> _Aim of the task_: Exactness is required. Restate every entry as written.

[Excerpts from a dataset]
◇ ◇ ◇ ◇ ◇
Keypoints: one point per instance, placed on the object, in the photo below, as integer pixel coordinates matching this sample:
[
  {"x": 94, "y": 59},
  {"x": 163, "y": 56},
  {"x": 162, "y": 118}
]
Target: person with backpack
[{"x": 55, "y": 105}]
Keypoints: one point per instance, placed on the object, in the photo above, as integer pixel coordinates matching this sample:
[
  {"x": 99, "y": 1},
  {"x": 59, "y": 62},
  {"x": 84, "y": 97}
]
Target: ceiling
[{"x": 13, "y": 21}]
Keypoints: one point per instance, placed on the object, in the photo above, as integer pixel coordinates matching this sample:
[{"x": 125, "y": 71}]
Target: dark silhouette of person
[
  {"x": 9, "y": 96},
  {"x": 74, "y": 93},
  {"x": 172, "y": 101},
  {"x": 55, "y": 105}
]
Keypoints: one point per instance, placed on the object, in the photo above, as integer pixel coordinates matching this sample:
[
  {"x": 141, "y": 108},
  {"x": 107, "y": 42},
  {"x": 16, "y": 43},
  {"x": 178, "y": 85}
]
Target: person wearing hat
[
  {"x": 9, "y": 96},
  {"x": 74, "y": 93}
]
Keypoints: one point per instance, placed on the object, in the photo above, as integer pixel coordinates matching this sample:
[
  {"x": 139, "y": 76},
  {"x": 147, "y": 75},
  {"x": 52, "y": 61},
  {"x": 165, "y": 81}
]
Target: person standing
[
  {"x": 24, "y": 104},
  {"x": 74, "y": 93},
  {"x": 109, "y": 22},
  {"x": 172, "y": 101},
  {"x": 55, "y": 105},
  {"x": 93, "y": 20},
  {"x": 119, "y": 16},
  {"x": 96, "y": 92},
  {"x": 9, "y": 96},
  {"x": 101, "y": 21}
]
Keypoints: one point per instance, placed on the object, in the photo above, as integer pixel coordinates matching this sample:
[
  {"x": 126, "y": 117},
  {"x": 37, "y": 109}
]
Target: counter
◇ ◇ ◇ ◇ ◇
> _Worked solution_:
Keypoints: one point per instance, placed on the object, in the photo below, as integer pixel coordinates matching this sample:
[
  {"x": 94, "y": 59},
  {"x": 163, "y": 56},
  {"x": 162, "y": 118}
]
Target: person with backpack
[{"x": 55, "y": 105}]
Keypoints: one point per instance, placed on the object, in the photo above, as integer pixel coordinates matching this sample:
[
  {"x": 99, "y": 1},
  {"x": 59, "y": 62},
  {"x": 84, "y": 97}
]
Target: ceiling
[{"x": 13, "y": 21}]
Keypoints: one point per instance, placed on the object, in the photo above, as integer pixel coordinates matching this sample:
[{"x": 125, "y": 71}]
Target: dark silhouette of person
[
  {"x": 9, "y": 96},
  {"x": 74, "y": 93},
  {"x": 172, "y": 101},
  {"x": 55, "y": 105}
]
Keypoints: one point per instance, placed on the object, in the photo above, as integer pixel coordinates matching this sample:
[
  {"x": 141, "y": 108},
  {"x": 107, "y": 42},
  {"x": 16, "y": 43},
  {"x": 178, "y": 85}
]
Target: person wearing hat
[
  {"x": 9, "y": 96},
  {"x": 74, "y": 93}
]
Keypoints: one point per instance, placed on the object, in the photo above, as integer pixel coordinates matching this sample:
[
  {"x": 139, "y": 76},
  {"x": 147, "y": 75},
  {"x": 52, "y": 61},
  {"x": 165, "y": 81}
]
Target: person standing
[
  {"x": 24, "y": 104},
  {"x": 74, "y": 93},
  {"x": 109, "y": 22},
  {"x": 172, "y": 101},
  {"x": 55, "y": 105},
  {"x": 93, "y": 20},
  {"x": 119, "y": 16},
  {"x": 96, "y": 92},
  {"x": 9, "y": 96},
  {"x": 101, "y": 21}
]
Keypoints: one point per instance, placed on the object, in the photo above, as integer pixel coordinates matching this sample:
[
  {"x": 126, "y": 117},
  {"x": 37, "y": 109}
]
Target: counter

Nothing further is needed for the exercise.